Can you write out the items from the line with "Please examine the image and determine whether any man's hair" up to and including the line with "[26,96,300,157]", requests included, and nothing else? Rescale every bounding-box coordinate in their answers by 2.6, rounding to whole numbers with halves rounded up.
##### SUPPLIED RECORDS
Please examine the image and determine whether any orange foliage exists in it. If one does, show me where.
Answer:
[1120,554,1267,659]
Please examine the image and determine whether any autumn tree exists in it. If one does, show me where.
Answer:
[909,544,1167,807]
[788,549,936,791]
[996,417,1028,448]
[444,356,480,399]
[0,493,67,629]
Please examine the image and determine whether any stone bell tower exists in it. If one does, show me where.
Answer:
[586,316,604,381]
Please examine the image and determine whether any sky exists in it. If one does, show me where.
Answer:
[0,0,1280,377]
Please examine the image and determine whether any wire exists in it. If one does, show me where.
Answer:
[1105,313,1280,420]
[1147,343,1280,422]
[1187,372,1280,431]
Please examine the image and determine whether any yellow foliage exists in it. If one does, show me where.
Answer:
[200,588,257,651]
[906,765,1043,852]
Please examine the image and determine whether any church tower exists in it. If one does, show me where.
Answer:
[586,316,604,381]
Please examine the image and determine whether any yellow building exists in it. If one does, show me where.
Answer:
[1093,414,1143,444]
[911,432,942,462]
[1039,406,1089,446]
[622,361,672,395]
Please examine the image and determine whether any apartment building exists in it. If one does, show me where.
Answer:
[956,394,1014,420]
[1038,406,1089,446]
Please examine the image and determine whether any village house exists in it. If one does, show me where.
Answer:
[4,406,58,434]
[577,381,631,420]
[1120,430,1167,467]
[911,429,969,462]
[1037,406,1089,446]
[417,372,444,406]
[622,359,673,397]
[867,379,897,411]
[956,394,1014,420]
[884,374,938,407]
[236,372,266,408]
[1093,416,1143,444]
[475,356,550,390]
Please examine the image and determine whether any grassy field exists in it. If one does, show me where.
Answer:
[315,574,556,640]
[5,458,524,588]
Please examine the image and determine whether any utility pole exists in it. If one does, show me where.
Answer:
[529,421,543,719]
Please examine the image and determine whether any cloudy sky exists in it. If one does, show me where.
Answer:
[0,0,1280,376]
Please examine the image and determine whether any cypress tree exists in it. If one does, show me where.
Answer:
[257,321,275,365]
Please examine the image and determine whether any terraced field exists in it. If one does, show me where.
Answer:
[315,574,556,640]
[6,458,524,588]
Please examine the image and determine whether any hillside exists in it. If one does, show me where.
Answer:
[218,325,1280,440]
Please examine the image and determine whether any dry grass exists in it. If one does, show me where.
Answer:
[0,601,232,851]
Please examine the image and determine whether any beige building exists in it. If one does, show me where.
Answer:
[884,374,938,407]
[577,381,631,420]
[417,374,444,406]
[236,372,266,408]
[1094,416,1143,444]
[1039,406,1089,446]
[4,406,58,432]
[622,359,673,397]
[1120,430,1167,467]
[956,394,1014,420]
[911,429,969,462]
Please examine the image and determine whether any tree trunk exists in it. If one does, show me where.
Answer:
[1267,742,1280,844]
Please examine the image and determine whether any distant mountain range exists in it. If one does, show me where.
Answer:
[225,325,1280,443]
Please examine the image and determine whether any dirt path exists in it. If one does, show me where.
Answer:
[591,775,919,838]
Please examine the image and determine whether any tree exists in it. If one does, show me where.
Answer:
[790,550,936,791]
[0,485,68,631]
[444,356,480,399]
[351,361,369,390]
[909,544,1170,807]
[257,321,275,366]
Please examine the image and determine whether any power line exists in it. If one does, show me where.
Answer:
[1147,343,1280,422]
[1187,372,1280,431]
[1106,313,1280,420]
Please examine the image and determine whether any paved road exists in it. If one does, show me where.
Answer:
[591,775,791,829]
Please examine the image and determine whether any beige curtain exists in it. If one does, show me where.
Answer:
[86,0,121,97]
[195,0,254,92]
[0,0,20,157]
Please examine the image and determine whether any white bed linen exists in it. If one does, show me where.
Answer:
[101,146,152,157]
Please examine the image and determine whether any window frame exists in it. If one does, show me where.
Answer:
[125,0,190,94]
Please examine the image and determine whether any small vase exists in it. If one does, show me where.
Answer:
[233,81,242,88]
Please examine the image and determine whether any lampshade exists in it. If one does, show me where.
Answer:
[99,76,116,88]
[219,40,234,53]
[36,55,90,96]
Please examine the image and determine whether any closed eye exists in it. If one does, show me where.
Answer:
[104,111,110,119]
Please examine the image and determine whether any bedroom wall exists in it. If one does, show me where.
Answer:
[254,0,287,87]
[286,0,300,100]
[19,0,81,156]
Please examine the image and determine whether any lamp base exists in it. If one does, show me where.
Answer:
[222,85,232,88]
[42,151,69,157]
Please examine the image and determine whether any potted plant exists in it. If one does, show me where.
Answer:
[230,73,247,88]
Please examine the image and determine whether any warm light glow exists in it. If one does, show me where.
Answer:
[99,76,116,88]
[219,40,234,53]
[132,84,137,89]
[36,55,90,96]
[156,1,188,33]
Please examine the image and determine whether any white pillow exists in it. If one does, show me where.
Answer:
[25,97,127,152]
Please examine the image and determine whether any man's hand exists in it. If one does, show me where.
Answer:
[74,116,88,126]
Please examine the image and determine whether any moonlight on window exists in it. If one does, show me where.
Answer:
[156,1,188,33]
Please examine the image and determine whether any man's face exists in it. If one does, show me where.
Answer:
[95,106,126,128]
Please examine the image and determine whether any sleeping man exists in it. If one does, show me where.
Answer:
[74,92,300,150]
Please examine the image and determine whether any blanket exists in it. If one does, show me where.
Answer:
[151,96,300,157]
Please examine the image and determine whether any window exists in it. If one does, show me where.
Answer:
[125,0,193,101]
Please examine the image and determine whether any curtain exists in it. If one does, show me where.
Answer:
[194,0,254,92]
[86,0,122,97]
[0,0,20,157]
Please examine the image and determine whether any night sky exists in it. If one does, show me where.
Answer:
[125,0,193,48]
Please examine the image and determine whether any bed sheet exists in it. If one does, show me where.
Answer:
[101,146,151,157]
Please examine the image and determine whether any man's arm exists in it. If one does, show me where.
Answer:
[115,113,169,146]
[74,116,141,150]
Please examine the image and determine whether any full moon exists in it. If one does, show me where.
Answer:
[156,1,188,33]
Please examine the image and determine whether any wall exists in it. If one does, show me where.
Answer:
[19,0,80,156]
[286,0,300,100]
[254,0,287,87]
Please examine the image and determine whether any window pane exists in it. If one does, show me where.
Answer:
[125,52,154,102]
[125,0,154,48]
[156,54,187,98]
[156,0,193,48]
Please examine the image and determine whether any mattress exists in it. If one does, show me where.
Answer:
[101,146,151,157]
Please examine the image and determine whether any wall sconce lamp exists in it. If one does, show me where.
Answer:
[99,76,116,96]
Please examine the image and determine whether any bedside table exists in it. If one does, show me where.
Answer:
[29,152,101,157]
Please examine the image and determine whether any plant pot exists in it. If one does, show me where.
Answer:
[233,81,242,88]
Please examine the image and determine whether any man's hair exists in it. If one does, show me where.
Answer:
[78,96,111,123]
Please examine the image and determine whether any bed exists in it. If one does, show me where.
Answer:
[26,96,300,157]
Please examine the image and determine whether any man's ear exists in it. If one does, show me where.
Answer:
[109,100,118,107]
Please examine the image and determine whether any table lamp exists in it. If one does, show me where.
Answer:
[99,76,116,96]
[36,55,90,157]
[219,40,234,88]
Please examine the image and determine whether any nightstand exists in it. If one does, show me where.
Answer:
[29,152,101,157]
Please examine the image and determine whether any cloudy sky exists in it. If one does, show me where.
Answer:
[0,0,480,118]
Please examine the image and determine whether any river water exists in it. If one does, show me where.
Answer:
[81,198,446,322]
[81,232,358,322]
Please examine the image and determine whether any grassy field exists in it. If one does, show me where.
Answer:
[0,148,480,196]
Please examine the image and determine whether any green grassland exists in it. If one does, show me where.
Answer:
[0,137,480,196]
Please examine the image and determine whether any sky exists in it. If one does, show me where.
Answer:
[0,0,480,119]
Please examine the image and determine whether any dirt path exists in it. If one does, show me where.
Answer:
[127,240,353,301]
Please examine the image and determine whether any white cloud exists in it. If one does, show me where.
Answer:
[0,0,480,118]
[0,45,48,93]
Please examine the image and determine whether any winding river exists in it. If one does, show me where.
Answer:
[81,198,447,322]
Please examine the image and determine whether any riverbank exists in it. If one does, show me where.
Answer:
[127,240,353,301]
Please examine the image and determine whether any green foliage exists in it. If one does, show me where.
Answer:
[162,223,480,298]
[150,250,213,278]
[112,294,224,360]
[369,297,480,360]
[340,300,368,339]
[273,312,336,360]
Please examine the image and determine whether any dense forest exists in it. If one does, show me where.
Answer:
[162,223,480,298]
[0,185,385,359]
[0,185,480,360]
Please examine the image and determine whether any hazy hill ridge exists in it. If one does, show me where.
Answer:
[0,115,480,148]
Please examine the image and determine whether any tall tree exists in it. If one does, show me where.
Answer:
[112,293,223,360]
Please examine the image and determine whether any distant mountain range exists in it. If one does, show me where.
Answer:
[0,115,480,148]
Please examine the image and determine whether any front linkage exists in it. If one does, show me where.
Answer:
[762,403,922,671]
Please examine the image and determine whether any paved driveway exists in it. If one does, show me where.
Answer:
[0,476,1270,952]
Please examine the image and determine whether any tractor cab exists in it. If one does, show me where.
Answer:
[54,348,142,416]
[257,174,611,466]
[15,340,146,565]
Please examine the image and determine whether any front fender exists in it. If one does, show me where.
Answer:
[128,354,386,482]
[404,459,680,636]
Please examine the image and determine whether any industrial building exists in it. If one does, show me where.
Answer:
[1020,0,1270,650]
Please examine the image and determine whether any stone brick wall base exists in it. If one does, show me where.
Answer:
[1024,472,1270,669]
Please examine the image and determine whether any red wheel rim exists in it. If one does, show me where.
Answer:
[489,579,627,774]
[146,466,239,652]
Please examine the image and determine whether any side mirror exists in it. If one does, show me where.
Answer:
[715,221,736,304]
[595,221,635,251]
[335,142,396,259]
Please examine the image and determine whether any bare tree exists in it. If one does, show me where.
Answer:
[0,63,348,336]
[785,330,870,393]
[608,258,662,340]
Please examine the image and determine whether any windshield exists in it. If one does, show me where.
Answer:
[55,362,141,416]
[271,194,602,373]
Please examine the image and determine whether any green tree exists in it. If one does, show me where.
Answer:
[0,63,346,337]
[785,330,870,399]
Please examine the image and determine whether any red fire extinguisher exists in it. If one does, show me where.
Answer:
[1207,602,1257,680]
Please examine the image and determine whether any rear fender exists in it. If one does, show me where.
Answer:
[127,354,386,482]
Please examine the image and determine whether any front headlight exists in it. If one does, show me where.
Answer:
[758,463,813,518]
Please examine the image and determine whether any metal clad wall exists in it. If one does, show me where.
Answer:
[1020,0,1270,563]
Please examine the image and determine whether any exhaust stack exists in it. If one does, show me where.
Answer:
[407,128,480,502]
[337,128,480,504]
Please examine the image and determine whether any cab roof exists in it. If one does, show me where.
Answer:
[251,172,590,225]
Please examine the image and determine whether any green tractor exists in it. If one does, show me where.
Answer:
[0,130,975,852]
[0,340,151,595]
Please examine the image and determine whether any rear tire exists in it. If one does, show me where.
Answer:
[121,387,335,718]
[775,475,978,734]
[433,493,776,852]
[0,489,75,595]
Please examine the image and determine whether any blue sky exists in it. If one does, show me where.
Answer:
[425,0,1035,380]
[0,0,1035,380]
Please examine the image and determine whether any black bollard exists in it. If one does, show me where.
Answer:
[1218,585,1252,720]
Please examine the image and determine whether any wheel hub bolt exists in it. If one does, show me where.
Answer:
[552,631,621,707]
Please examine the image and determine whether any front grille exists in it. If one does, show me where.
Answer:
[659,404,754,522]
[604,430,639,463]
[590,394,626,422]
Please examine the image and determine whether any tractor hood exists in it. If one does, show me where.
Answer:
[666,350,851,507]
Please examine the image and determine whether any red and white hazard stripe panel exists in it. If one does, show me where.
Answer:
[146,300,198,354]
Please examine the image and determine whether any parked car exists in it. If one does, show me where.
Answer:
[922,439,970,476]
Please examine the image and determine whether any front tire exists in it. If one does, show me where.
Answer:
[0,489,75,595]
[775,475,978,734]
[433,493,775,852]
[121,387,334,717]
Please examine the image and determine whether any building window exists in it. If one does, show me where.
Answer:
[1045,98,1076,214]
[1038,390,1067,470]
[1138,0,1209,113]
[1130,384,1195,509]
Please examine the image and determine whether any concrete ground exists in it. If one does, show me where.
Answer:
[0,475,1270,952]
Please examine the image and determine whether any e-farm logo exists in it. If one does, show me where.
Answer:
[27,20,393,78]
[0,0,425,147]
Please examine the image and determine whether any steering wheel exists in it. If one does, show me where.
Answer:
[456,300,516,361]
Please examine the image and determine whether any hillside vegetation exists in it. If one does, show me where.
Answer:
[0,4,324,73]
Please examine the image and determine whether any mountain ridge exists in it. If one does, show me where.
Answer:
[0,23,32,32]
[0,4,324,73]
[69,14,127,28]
##########
→ **EXPECTED OUTPUT**
Please examine the image and determine whether any man's hair exists in it. If one does, show me where.
Answer:
[203,250,289,320]
Please examine the image and determine whether any bed exists in it. If one does, show me where.
Answer:
[68,250,780,408]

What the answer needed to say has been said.